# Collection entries
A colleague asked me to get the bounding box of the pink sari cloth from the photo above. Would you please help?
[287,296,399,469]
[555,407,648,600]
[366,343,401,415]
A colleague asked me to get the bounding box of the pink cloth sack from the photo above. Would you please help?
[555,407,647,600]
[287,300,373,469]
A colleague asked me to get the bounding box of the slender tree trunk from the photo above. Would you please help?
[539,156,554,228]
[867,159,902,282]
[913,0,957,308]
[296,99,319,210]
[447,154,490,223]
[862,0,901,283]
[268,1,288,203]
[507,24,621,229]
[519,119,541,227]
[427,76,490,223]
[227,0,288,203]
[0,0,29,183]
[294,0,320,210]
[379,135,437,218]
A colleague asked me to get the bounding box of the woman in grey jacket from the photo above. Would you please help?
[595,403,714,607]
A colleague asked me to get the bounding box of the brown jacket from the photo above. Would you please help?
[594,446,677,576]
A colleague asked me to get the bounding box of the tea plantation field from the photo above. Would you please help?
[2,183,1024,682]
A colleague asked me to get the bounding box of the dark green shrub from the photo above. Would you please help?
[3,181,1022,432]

# Assignment
Only the lines from the one that holds "of the slender" through the end of the records should appear in the answer, each restated exactly.

# Task output
A colleague asked me to get the bounding box of the slender tree trunk from the photo above. Would you please help?
[539,156,554,228]
[867,159,902,282]
[913,0,957,308]
[296,99,319,210]
[447,154,490,223]
[862,0,901,283]
[268,1,288,203]
[507,24,621,229]
[519,119,541,227]
[427,76,490,223]
[227,0,288,203]
[0,0,29,183]
[294,0,320,210]
[379,135,437,218]
A colleague asked me to get the bounding box of the woman in grey jacket from the photo above. Would you please help?
[595,403,714,607]
A colleague asked me to get the bounding box of the brown jacket from the photo above. Would you please help?
[594,446,677,576]
A colleague asked me to get the bounding box of the tea plantation field from the photo above. Would you please help?
[2,183,1024,682]
A colleague asked me to get the bounding box of the dark green shrub from the photo above. Would you please help?
[3,181,1022,432]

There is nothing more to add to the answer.